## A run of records
..........

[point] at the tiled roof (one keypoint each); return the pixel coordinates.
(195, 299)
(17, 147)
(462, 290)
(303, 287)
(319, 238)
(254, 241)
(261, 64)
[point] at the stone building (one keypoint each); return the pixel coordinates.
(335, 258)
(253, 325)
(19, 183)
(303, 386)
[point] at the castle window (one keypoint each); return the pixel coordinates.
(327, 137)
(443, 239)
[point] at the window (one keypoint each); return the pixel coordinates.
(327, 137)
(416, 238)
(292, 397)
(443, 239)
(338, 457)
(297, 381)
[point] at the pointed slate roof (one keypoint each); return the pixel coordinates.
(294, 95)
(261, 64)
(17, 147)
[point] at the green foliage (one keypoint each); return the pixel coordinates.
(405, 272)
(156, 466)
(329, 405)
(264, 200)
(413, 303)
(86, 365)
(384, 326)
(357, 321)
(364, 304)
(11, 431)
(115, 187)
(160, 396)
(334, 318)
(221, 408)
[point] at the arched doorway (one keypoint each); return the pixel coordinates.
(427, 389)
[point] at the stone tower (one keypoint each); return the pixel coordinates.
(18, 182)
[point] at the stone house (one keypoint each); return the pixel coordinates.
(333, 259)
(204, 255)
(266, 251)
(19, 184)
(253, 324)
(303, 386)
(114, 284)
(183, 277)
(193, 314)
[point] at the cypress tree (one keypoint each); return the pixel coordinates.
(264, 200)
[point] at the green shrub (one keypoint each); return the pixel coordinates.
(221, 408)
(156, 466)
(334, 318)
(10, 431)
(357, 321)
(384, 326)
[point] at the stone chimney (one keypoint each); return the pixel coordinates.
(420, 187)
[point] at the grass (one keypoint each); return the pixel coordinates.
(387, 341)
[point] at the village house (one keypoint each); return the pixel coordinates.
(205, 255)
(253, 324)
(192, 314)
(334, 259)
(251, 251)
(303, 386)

..........

## Work to complete
Can you print every line of the listing above, unchanged and in the same order?

## Worked solution
[point] at the tiled roof (one keypoint each); return the pixel coordinates.
(195, 299)
(17, 147)
(462, 290)
(303, 287)
(319, 238)
(254, 241)
(261, 64)
[point] at the stone building (one keypoint each); return the pixel coordinates.
(335, 258)
(253, 325)
(19, 183)
(303, 386)
[point] at the castle window (one keypoint each); return the pixel coordinates.
(327, 137)
(443, 239)
[point] at the window (one keypoint each); return the pixel coordinates.
(327, 137)
(416, 238)
(292, 397)
(443, 239)
(338, 457)
(297, 381)
[point] at the pointed slate roof (one keypoint each); return the pixel coordinates.
(294, 95)
(261, 64)
(17, 147)
[point] at the green foliage (one keypoint each); return the pixel coordinates.
(405, 272)
(156, 466)
(329, 405)
(264, 200)
(413, 303)
(86, 365)
(384, 326)
(357, 321)
(364, 304)
(11, 431)
(115, 187)
(160, 396)
(334, 318)
(221, 408)
[point] at the arched doorway (one keypoint each); return the pixel coordinates.
(427, 389)
[point] at the stone tower (one keypoint each); return the pixel coordinates.
(18, 182)
[point] at the stone house (one keypoint each); return the pixel coordinates.
(333, 259)
(204, 255)
(266, 251)
(19, 184)
(253, 324)
(303, 386)
(114, 284)
(183, 277)
(193, 314)
[point] at the cypress tree (one keypoint each); return the pixel coordinates.
(264, 200)
[point] at the green shrub (one keypoint each); return the pixel coordinates.
(221, 408)
(156, 466)
(334, 318)
(10, 431)
(357, 321)
(384, 326)
[point] at the stone chimney (one keypoint each); return the pixel coordinates.
(420, 187)
[point] at the grass (one keypoint each); return the pixel coordinates.
(387, 341)
[point] at the village house (one keypoint each); return the pixel coordinates.
(205, 255)
(253, 324)
(192, 314)
(334, 259)
(251, 251)
(303, 386)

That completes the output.